───── Extract ─────

City sends 'urban fringe'annexation to voters

Hood River voters will decide whether some territory on the "urban fringe" of the city should be annexed.

Last week, the Hood River City Council gave the nod to placing the issue on the November ballot. Officials believe the incorporation of the central and western outskirts of the city will provide residents with several key benefits. These include quicker response times by emergency service providers and consistent development guidelines to ensure orderly residential and commercial growth.

(Previously scheduled hearings on the issue have been cancelled.)

The council decided to let city and urban growth area residents decide the issue after it received mixed reviews on pending plans to annex 277 acres of property near Frankton Road. Although many landowners in the area signed on to that proposal, both Ice Fountain Water District and Westside Fire Department challenged the city's legal right to make that move without the express consent of the people. If the city annexes the property, West Side would lose part of its tax funding base and Ice Fountain has raised concerns over finances should the city decide to take over as the primary water supplier within those sectors.

───── Data provided ─────

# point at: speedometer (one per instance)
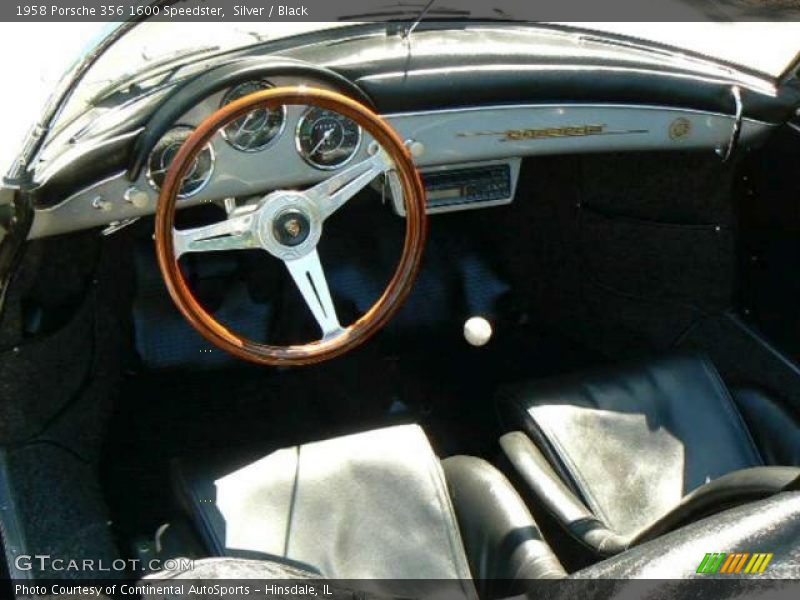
(164, 153)
(325, 139)
(257, 129)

─────

Exercise goal - Revise the article on the Hood River annexation by reproducing the text between "Last week, the" and "and commercial growth.", inclusive, with "November" replaced by "December".

Task response -
Last week, the Hood River City Council gave the nod to placing the issue on the December ballot. Officials believe the incorporation of the central and western outskirts of the city will provide residents with several key benefits. These include quicker response times by emergency service providers and consistent development guidelines to ensure orderly residential and commercial growth.